Top of Source material

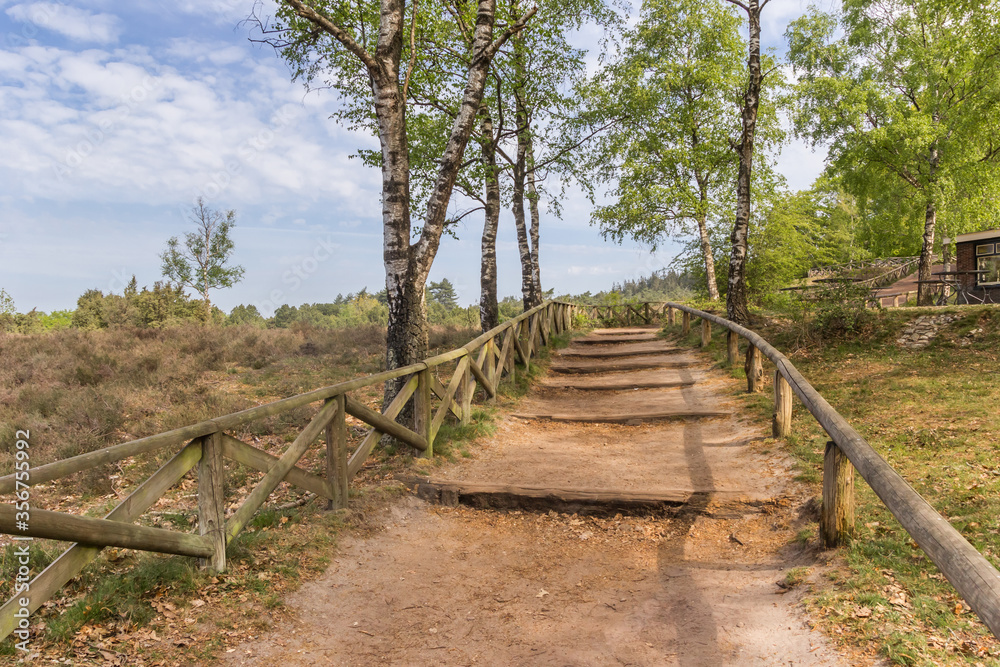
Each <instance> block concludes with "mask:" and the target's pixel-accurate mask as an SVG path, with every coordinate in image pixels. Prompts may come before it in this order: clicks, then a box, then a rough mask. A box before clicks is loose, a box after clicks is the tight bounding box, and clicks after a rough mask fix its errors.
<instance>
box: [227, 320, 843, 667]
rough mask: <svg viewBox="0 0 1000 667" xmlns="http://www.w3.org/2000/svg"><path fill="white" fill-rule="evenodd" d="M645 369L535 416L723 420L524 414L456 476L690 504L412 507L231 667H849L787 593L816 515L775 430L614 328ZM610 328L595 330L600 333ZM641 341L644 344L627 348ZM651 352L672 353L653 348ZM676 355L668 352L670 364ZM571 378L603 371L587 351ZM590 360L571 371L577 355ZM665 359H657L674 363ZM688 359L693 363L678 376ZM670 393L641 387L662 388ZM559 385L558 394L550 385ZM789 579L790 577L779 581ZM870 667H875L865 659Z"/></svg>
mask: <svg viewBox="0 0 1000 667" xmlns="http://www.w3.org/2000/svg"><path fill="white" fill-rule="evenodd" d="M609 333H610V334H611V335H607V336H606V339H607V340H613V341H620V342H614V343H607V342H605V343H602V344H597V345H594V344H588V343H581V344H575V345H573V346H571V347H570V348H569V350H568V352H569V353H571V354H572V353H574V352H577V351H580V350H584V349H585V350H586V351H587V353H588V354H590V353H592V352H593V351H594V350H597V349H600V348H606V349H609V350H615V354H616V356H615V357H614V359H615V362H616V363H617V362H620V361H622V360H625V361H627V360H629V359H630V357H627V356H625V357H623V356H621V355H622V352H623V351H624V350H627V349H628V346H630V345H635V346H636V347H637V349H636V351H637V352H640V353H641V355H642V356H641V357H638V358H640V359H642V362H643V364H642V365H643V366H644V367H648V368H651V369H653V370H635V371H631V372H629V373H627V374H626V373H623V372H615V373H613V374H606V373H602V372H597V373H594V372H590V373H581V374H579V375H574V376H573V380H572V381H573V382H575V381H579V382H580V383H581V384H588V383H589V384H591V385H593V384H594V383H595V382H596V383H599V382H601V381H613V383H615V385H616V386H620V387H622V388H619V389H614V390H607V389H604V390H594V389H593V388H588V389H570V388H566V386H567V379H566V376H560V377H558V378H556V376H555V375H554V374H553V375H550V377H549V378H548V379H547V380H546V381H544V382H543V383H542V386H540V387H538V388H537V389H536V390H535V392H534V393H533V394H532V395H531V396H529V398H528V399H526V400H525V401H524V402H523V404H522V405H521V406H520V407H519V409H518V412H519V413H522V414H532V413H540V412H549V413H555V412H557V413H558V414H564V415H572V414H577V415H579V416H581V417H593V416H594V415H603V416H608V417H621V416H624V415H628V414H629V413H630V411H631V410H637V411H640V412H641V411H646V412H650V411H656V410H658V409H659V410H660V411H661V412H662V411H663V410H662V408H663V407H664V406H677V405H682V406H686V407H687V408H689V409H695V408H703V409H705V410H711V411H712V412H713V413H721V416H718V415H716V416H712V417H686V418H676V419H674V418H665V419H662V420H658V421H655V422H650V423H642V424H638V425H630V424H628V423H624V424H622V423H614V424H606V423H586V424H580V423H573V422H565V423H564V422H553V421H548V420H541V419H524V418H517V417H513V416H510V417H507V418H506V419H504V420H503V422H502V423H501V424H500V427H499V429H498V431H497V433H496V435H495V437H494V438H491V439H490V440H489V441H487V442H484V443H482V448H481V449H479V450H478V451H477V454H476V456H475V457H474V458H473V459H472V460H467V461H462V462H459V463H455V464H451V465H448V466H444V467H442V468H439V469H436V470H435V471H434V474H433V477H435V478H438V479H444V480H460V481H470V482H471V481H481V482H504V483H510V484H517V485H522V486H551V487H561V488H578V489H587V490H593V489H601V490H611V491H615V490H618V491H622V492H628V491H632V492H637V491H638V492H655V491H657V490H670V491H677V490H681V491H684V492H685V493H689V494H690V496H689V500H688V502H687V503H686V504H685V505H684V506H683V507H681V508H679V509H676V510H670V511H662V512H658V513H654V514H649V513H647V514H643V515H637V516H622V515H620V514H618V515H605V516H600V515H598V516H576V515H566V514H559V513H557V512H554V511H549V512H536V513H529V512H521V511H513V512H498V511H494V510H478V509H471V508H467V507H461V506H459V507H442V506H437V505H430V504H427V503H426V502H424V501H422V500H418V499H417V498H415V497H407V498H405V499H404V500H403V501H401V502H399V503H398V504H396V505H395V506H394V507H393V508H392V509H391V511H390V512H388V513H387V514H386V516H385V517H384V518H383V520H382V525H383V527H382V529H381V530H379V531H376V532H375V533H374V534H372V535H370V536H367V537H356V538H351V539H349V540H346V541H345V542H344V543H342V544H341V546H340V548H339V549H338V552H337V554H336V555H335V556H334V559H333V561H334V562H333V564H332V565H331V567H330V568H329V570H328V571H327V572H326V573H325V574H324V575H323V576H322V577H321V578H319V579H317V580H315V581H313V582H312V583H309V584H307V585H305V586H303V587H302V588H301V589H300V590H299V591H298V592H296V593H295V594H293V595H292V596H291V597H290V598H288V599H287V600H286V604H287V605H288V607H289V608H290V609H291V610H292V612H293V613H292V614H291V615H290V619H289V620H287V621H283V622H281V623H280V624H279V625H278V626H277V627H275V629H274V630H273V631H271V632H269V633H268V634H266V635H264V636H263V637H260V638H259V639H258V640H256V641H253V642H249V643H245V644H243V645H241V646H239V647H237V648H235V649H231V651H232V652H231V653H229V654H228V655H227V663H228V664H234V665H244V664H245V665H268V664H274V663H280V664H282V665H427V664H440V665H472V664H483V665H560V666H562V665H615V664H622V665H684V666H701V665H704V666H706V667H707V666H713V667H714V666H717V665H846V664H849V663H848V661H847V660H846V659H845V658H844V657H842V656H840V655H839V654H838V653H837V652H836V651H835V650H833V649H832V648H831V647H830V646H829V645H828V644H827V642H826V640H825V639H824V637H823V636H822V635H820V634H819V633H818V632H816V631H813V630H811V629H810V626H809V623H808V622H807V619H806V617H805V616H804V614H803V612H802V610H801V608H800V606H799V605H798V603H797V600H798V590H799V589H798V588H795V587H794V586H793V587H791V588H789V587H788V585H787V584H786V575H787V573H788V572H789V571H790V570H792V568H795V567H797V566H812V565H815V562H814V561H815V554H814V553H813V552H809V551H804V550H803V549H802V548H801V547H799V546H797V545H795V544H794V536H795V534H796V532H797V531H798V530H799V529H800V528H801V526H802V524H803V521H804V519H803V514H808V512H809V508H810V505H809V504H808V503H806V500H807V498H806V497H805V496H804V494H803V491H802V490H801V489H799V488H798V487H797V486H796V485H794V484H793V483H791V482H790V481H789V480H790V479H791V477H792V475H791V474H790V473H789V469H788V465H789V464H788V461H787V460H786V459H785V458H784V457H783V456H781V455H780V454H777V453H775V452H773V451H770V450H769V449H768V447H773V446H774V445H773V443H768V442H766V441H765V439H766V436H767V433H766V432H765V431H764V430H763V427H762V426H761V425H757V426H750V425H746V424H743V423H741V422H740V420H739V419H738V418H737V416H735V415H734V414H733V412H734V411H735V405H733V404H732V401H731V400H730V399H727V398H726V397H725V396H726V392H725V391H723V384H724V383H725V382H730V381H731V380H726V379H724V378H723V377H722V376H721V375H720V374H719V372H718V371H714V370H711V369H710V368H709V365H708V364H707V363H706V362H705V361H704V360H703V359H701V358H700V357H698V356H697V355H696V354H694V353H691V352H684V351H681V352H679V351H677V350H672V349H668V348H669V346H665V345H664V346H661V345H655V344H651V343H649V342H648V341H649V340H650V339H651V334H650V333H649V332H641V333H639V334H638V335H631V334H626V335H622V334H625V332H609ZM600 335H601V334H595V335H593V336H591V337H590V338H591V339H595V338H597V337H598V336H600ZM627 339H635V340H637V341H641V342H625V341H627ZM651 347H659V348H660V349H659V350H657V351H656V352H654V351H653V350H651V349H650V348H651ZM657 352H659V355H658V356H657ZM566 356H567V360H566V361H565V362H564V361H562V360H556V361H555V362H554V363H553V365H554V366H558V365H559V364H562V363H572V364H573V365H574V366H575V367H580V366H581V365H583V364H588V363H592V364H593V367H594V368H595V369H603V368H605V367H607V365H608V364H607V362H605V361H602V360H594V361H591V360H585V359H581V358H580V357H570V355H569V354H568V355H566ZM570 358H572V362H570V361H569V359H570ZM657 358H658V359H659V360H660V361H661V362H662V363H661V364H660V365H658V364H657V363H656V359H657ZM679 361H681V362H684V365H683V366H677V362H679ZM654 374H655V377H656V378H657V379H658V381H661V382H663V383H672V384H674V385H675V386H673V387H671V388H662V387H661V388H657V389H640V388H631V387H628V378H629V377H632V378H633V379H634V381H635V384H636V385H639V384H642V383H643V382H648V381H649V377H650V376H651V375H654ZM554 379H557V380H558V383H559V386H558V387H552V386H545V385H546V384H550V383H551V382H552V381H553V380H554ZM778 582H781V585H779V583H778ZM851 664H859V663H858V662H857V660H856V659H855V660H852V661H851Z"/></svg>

Bottom of Source material

▶ **Required action**
What is needed is the exact run of lines from the start of the data through the line with "box: [227, 320, 843, 667]", both ends included, minus the pictures.

▶ **Expected answer**
Each <instance> block concludes with "mask:" and the target's pixel-accurate mask as an SVG path, with every coordinate in image pixels. Prompts may come before it in this order: clicks, then a box, then a rough mask. A box before clicks is loose, a box after clicks is the tight bounding box, and clicks after a rough mask fix its errors.
<instance>
box: [227, 320, 843, 667]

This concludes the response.